■ TASK PROMPT:
In the records below, copy out the part that starts with the line containing "the bee wing" and runs through the end of the records. Swap "honeybee" for "bumblebee" and keep everything else the same.

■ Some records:
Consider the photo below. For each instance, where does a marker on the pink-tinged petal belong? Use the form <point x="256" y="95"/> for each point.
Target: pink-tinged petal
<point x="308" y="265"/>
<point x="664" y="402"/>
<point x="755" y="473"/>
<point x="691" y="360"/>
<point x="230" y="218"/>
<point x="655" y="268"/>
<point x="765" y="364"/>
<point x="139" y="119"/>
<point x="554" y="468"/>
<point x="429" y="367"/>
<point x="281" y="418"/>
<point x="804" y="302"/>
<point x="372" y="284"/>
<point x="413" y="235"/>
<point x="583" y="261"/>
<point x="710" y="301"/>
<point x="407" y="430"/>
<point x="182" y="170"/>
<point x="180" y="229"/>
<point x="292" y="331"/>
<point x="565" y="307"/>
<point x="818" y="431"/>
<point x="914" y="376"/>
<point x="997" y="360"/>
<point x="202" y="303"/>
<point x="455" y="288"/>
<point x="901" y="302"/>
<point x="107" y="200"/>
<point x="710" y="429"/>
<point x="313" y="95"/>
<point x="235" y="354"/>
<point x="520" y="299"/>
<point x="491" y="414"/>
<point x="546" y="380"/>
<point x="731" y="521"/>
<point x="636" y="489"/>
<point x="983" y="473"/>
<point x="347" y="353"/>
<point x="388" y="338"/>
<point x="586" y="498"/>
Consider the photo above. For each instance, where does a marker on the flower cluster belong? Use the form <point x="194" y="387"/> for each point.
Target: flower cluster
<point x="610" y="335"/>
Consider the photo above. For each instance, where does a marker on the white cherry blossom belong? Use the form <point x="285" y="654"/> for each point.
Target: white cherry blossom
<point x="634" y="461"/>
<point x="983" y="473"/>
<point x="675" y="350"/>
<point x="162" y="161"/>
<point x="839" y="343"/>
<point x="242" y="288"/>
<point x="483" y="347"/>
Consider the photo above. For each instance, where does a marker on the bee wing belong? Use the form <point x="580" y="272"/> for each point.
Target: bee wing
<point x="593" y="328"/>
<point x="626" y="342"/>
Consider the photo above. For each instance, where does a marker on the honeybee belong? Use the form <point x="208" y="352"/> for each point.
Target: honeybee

■ WRITTEN RESPONSE:
Consider the photo above. For each instance, where does a marker on the bee wing belong? Use the form <point x="580" y="272"/> for each point.
Target: bee wing
<point x="593" y="328"/>
<point x="626" y="342"/>
Consider the photo above. For each instance, where does a marker on the bumblebee belong? Use the form <point x="208" y="352"/> for each point.
Target: bumblebee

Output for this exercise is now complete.